▶ **Exercise**
Lines from the one containing "of the child's" through the end of the entries below: set them down exactly, both ends included, with nothing added.

▶ **Data for processing**
□ □ □ □

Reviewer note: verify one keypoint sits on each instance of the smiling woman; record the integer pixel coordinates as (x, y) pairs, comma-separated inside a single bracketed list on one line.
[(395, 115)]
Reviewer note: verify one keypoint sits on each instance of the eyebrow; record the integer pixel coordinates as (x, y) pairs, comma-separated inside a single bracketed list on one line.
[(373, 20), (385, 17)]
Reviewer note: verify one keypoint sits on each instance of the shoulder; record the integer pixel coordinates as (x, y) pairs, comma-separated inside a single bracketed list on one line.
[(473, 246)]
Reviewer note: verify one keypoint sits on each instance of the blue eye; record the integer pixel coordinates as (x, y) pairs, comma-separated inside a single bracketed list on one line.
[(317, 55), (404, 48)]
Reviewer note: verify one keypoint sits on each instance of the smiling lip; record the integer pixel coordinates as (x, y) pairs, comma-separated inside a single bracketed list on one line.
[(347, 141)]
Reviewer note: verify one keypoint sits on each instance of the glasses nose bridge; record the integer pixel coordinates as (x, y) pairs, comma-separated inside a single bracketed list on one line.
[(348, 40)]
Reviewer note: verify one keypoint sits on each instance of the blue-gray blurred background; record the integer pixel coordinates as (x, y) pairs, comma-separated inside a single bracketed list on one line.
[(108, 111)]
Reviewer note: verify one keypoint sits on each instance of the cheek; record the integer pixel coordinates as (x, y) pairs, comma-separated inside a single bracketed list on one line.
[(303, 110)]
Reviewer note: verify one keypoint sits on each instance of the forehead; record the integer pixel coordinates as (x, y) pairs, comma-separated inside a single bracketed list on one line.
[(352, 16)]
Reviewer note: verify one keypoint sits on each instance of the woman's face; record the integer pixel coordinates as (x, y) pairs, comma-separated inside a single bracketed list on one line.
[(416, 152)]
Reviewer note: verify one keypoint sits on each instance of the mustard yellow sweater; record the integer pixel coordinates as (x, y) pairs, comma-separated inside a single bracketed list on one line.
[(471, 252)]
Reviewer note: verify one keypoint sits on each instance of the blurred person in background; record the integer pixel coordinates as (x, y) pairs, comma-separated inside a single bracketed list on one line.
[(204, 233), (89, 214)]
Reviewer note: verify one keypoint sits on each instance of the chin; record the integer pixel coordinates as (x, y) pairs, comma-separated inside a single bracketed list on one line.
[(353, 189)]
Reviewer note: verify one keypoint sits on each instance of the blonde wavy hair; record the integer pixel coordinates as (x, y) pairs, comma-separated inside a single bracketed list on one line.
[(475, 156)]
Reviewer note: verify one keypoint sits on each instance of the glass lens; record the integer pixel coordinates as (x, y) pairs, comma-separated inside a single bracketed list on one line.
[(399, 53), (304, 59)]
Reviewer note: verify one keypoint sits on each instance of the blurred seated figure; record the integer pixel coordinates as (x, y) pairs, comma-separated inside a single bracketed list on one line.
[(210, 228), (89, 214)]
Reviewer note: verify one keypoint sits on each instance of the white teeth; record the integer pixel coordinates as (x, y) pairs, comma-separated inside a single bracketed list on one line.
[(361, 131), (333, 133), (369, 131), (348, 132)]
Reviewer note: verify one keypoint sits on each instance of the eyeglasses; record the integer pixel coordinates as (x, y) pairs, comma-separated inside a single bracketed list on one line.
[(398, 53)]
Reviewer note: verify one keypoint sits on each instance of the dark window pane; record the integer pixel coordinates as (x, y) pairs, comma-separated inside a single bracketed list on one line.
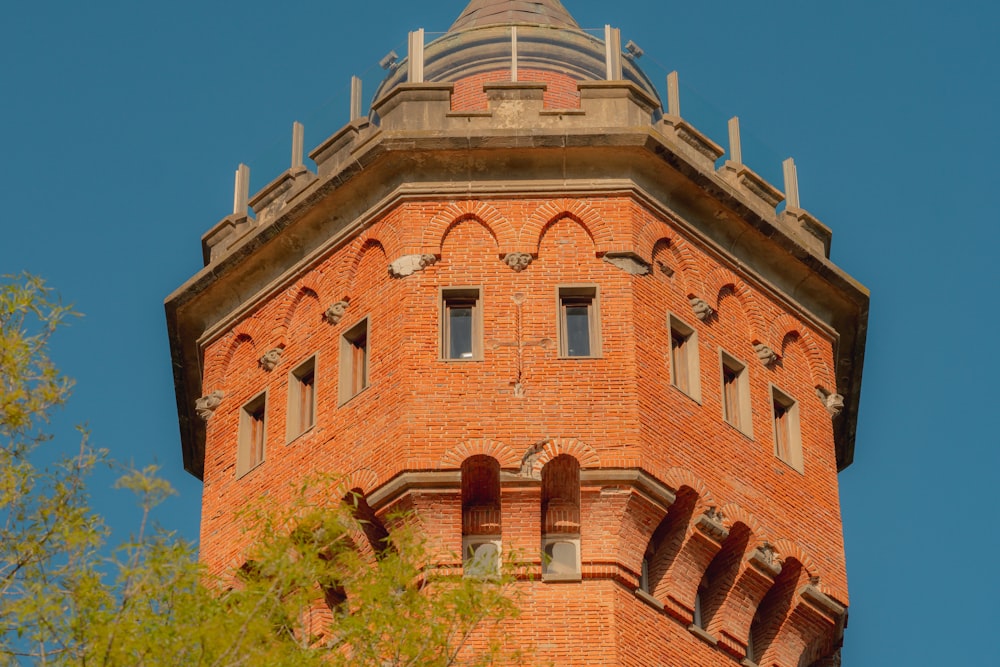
[(577, 331), (460, 332)]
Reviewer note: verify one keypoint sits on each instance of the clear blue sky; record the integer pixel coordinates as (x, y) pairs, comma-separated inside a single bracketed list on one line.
[(121, 124)]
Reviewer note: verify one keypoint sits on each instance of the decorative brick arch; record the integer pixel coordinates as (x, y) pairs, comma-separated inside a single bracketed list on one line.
[(530, 238), (351, 260), (488, 216), (290, 303), (584, 454), (789, 331), (504, 454), (218, 367), (686, 267), (720, 279), (652, 233)]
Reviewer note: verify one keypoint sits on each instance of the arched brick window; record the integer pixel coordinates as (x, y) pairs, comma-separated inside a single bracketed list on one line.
[(481, 515), (561, 518)]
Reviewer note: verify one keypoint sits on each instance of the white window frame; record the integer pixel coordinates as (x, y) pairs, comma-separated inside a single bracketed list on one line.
[(794, 430), (675, 325), (743, 421), (244, 448), (348, 346), (293, 416)]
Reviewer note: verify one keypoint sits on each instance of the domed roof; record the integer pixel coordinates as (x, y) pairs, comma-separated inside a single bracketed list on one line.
[(482, 13)]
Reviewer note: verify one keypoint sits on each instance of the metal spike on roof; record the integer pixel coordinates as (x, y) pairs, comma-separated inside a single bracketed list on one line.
[(482, 13)]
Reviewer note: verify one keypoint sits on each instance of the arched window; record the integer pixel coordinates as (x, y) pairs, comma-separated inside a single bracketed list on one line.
[(561, 518), (481, 515)]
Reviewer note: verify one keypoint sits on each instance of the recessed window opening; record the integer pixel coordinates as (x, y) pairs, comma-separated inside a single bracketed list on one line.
[(461, 324), (354, 361), (252, 435), (684, 372), (579, 326), (481, 516), (301, 399)]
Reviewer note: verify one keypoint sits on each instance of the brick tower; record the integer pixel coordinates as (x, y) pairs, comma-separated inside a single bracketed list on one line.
[(519, 298)]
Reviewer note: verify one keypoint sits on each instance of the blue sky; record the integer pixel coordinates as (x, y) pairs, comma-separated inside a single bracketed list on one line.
[(121, 124)]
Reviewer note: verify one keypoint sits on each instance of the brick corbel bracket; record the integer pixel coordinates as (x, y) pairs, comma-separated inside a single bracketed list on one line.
[(407, 265), (336, 312), (629, 262), (206, 405)]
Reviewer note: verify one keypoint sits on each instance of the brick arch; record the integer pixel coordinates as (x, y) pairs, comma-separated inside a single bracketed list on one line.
[(789, 331), (217, 368), (721, 278), (530, 238), (348, 267), (488, 216), (507, 457), (287, 309), (652, 232), (586, 455), (686, 267)]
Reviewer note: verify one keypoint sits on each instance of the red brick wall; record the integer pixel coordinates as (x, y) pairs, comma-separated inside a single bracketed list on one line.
[(615, 411)]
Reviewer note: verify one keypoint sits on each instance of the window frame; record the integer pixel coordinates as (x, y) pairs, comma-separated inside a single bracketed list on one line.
[(464, 294), (743, 421), (677, 327), (294, 426), (246, 447), (348, 376), (581, 292), (788, 422)]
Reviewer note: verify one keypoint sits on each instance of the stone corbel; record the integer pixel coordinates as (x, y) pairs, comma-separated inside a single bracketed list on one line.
[(517, 261), (407, 265), (765, 354), (271, 359), (629, 262), (335, 313), (700, 307), (206, 405), (833, 402)]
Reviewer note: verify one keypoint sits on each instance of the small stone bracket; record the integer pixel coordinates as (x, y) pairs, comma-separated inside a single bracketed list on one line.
[(628, 262), (701, 309), (767, 356), (765, 558), (407, 265), (206, 405), (710, 523), (518, 261), (271, 359), (335, 313), (832, 401)]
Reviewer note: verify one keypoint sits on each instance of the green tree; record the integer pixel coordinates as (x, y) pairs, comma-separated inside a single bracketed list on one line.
[(308, 594)]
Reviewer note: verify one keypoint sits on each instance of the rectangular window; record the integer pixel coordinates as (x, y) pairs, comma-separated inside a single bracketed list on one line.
[(684, 373), (301, 399), (736, 393), (579, 321), (354, 361), (461, 324), (252, 435), (787, 436)]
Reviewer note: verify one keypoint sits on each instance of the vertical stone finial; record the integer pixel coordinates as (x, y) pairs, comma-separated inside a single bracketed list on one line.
[(673, 95), (298, 143), (735, 143), (416, 71), (513, 53), (241, 192), (791, 184), (355, 97), (613, 53)]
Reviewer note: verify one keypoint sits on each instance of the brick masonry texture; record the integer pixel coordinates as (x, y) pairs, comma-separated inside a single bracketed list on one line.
[(615, 411)]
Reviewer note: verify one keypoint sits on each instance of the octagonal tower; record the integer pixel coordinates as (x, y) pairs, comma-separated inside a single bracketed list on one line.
[(520, 299)]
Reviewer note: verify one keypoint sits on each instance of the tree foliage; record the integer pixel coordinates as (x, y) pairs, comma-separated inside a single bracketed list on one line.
[(308, 595)]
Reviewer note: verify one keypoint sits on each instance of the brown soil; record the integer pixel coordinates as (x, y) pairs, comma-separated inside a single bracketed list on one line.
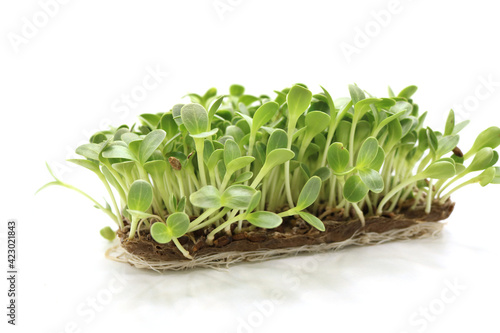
[(293, 232)]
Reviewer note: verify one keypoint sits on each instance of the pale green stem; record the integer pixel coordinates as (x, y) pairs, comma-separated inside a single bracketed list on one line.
[(360, 214), (201, 166), (429, 198), (395, 190), (181, 248), (209, 221)]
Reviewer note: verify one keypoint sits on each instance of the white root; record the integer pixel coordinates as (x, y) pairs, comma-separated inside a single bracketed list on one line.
[(224, 259)]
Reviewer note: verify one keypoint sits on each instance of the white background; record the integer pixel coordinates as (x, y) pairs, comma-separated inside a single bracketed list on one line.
[(65, 80)]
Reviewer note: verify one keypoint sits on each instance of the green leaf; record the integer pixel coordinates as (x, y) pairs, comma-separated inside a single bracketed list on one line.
[(237, 196), (496, 179), (316, 122), (254, 202), (298, 100), (139, 214), (277, 157), (277, 140), (486, 177), (89, 150), (439, 170), (108, 233), (265, 220), (140, 196), (216, 156), (150, 143), (356, 94), (309, 193), (243, 177), (213, 109), (150, 120), (231, 151), (206, 134), (176, 113), (236, 90), (378, 160), (484, 159), (206, 197), (236, 132), (312, 220), (460, 126), (177, 224), (195, 118), (324, 173), (156, 168), (408, 92), (372, 179), (354, 189), (124, 168), (263, 115), (367, 152), (338, 157), (488, 138), (447, 144), (160, 233), (168, 124)]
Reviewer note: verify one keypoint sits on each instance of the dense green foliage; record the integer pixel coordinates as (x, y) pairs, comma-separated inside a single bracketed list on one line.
[(252, 160)]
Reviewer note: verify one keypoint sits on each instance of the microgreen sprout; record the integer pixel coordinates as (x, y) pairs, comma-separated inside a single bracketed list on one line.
[(253, 161)]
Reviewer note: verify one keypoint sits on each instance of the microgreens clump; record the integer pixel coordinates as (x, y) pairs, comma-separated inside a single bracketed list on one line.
[(253, 160)]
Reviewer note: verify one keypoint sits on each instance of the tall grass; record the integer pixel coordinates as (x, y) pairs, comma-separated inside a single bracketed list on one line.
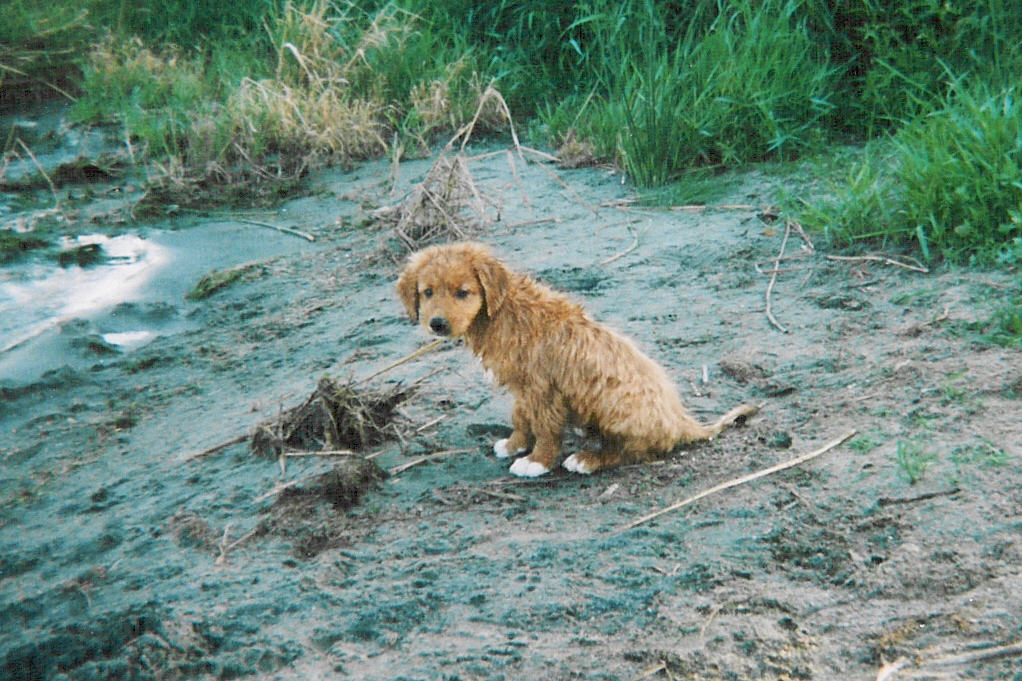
[(749, 87), (212, 92), (949, 187), (335, 85)]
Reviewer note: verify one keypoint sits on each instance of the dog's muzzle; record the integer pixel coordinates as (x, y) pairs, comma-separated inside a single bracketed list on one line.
[(439, 326)]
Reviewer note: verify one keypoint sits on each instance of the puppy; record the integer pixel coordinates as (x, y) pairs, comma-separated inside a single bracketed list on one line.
[(560, 366)]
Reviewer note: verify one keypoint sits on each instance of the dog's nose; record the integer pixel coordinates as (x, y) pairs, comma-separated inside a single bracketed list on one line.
[(439, 326)]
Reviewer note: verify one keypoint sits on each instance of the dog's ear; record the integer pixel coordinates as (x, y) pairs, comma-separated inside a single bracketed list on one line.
[(408, 288), (495, 279)]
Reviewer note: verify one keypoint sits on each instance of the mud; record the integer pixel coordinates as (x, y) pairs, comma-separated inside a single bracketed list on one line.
[(134, 545)]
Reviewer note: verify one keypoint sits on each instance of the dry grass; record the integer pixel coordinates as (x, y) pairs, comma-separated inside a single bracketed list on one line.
[(337, 415), (448, 205)]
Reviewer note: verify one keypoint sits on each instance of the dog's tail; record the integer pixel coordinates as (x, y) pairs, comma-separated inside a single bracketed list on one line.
[(736, 415)]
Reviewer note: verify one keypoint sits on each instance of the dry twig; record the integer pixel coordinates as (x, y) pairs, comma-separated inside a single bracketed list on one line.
[(741, 481), (284, 230), (773, 279), (915, 266), (408, 358), (423, 459)]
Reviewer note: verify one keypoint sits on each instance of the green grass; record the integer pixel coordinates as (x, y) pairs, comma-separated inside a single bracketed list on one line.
[(250, 95), (912, 460), (947, 185)]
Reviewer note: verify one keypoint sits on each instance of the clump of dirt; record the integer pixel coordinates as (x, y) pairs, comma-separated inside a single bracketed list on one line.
[(337, 415), (446, 206), (311, 516)]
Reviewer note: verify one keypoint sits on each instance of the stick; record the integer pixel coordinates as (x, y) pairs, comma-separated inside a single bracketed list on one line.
[(217, 448), (277, 489), (422, 459), (741, 481), (408, 358), (978, 655), (56, 199), (650, 671), (917, 267), (327, 452), (285, 230), (773, 278)]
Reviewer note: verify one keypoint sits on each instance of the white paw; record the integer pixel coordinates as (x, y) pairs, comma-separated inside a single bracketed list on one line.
[(574, 465), (525, 468), (502, 451)]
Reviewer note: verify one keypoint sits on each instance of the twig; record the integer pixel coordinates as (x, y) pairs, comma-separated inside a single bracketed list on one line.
[(887, 501), (801, 232), (741, 481), (285, 230), (217, 448), (773, 278), (890, 669), (529, 223), (277, 489), (397, 470), (498, 495), (408, 358), (978, 655), (650, 671), (914, 267), (56, 199), (225, 547), (326, 452)]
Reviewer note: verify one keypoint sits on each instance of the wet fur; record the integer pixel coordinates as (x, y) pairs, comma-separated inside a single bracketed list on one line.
[(560, 366)]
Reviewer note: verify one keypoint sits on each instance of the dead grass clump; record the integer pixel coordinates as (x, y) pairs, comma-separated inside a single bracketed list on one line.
[(307, 515), (342, 486), (336, 416), (448, 205)]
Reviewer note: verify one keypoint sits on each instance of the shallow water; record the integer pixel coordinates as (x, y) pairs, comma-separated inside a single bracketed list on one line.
[(134, 296)]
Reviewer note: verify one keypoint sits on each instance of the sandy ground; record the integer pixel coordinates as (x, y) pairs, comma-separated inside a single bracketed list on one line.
[(124, 554)]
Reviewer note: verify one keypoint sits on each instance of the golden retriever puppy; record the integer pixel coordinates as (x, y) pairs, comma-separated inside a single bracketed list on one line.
[(560, 366)]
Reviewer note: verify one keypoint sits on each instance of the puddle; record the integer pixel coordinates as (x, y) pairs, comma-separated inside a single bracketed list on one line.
[(136, 293)]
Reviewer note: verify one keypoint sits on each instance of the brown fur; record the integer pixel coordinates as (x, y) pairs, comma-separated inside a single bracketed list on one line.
[(560, 366)]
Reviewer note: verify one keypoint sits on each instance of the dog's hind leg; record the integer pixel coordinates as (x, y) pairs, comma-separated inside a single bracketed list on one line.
[(547, 424), (521, 439), (614, 452)]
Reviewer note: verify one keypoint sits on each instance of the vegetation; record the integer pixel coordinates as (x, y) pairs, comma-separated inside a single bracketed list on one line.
[(215, 94)]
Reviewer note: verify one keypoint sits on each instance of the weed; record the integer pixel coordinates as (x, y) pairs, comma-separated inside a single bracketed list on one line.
[(912, 460), (984, 454), (1006, 323)]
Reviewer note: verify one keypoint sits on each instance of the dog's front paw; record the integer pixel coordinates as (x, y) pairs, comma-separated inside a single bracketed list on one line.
[(502, 451), (574, 464), (523, 467)]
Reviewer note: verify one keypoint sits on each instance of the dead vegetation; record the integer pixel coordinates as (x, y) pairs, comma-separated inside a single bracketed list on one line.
[(337, 416)]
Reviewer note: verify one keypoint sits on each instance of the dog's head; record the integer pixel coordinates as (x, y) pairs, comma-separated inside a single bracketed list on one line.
[(446, 287)]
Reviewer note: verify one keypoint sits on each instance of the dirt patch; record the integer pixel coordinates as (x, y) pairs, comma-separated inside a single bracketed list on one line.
[(123, 554), (338, 415)]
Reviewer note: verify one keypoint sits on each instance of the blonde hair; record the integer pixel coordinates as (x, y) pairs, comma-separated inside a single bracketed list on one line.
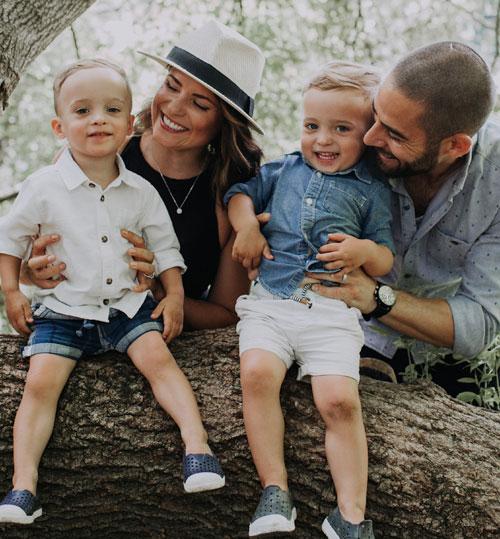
[(345, 75), (87, 63)]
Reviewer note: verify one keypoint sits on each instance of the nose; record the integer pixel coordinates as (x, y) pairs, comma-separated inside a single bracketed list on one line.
[(374, 136), (177, 105), (98, 118), (324, 137)]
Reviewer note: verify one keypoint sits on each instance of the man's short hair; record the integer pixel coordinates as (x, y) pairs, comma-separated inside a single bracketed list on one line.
[(88, 63), (345, 75), (452, 82)]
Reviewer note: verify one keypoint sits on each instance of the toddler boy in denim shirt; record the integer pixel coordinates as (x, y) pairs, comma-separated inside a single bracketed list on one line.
[(324, 193)]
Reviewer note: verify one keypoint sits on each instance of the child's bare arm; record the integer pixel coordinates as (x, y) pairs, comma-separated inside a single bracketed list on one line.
[(249, 244), (17, 304), (171, 307), (346, 252)]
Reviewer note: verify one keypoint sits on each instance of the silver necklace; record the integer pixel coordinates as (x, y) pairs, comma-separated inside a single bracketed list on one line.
[(178, 206)]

□ □ □ □

▶ **Exercise response**
Reviewer note: verify one keypoint sits on each instance of the child's bare arm; record the integer pixel coordinates as (x, y) pairs, comma-separated inside a single bracketed list on one line.
[(249, 244), (17, 304), (171, 307), (346, 252)]
Reviewer note: verify one keypoint sits on each instance of the silver necklace; record the integer pixel coordinates as (x, y) pairs, comma-separated inside a single bracketed list on one line.
[(178, 206)]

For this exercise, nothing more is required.